→ **ABOUT THIS EXERCISE**: Exactly as they appear, set down all of the records.

→ **SOURCE INFORMATION**:

--

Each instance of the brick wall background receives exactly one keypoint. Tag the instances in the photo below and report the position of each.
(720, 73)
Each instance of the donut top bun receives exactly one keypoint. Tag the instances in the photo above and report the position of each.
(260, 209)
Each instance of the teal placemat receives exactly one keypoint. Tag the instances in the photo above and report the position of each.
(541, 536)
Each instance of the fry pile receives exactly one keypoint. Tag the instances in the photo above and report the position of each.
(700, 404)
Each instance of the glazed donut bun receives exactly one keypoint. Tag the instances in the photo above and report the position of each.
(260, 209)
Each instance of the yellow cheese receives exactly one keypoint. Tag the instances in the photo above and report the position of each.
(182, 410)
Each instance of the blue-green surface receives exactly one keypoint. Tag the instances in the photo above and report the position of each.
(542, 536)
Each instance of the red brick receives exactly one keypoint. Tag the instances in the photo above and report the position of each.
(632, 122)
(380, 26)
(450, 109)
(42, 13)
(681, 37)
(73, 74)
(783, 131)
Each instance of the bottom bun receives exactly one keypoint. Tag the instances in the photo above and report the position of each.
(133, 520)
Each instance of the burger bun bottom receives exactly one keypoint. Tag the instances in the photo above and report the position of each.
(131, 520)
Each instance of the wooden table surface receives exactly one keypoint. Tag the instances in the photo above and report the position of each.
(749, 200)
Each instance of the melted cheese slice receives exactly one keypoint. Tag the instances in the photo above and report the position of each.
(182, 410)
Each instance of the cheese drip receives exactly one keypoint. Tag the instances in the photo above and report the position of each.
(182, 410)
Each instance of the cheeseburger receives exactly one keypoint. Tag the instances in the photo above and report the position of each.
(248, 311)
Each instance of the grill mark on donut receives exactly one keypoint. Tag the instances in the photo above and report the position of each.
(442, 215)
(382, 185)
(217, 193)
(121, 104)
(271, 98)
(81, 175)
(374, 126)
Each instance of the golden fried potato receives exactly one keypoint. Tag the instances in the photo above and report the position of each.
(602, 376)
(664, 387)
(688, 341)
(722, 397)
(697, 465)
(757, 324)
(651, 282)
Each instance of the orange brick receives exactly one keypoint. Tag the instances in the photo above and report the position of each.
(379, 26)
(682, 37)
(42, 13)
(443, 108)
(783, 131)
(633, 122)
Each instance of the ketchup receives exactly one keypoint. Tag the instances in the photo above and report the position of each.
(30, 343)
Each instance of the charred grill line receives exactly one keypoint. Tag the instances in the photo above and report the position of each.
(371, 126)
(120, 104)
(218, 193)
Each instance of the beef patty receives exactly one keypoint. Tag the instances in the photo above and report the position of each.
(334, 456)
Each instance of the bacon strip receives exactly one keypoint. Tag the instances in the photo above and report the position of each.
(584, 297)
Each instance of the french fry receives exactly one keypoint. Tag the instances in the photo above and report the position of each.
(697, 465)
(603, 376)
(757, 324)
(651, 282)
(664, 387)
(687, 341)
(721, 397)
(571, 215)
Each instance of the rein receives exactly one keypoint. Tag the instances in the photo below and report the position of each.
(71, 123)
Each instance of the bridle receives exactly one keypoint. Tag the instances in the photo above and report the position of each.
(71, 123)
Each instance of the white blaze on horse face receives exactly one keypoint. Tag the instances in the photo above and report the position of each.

--

→ **SOLUTION**:
Each instance of the brick wall background receives exactly one keypoint. Tag the instances in the photo below and report the position of each.
(720, 73)
Each instance of the donut top bun receives exactly one keypoint. Tag the instances in the photo above and report the position of each.
(260, 209)
Each instance of the teal placemat receives exactly one keypoint. Tag the instances in the photo above and report the position of each.
(541, 536)
Each instance of the fry pile receives exactly one keypoint. Tag the instances in the photo above and report the position of each.
(700, 404)
Each instance of the glazed donut bun receives exactly one keypoint. Tag the instances in the photo above and report the position of each.
(260, 209)
Each instance of the yellow cheese receives exactly one keypoint. Tag the instances in the photo above and report the position of each.
(182, 410)
Each instance of the blue-green surface receives exactly one keypoint. Tag the instances in the photo above and report the position of each.
(542, 536)
Each instance of the red brick receives exactly one keypoint. Tag the instances in the photo above and report the position of each.
(632, 122)
(380, 26)
(450, 109)
(42, 13)
(681, 37)
(73, 74)
(783, 131)
Each instance of the bottom bun receives exactly one keypoint. Tag the instances in the photo above and report the position of each.
(133, 520)
Each instance of the burger bun bottom receives exactly one keypoint. Tag the instances in the photo above and report the position of each.
(131, 520)
Each instance of the wooden table surface receives exactly one keypoint. Tag the instances in the photo above and report the position of each.
(749, 200)
Each instance of the melted cheese slice receives exactly one keypoint. Tag the instances in the photo above and report the position of each.
(182, 410)
Each instance of the cheese drip receives exactly one keypoint. Tag the instances in the photo above and report the position of each.
(182, 410)
Each instance of the cheeseburger receives exactly one keypoint. Tag the instances in the photo above and report the position of each.
(248, 311)
Each instance of the grill mark on donut receives exactly one keypoint. Tag the instances in the photo above and report the position of each.
(442, 215)
(382, 185)
(217, 193)
(121, 104)
(271, 98)
(81, 175)
(374, 126)
Each instance of the golden fried potato receives exactly one keypoint. Tag the instances in the photo above and report the position of each.
(602, 376)
(664, 387)
(688, 341)
(722, 397)
(697, 465)
(757, 324)
(651, 282)
Each instance of the orange brick receives exactly one keypoint. Tag the instances in the photo above and report the position of each.
(379, 26)
(682, 37)
(42, 13)
(443, 108)
(783, 131)
(633, 122)
Each instance of the ketchup receives exactly one keypoint. Tag the instances in the photo above and report the position of each.
(30, 343)
Each instance of the charred grill line receives exactly one keypoint. Tag the instances in the photo above and report the position of each.
(371, 126)
(120, 104)
(218, 193)
Each instance of the beef patty receives exactly one keypoint. Tag the instances in the photo above and report the position of each.
(334, 456)
Each instance of the bacon strip receives exactly one keypoint. Tag the instances in the photo above and report the position of each.
(584, 297)
Each instance of the french fry receives exactly one keypoint. Tag the instances in the photo above and report the position of each.
(697, 465)
(603, 376)
(757, 324)
(651, 282)
(664, 387)
(687, 341)
(721, 397)
(571, 215)
Each instance of the rein receives exactly one keypoint. Tag the instances in the photo below and report the position of each.
(71, 123)
Each instance of the bridle receives exactly one keypoint. Tag the instances in the photo above and report the position of each.
(71, 123)
Each instance of the white blaze on horse face receives exactly one keypoint. Tag the instances in the photo above and report the position of each.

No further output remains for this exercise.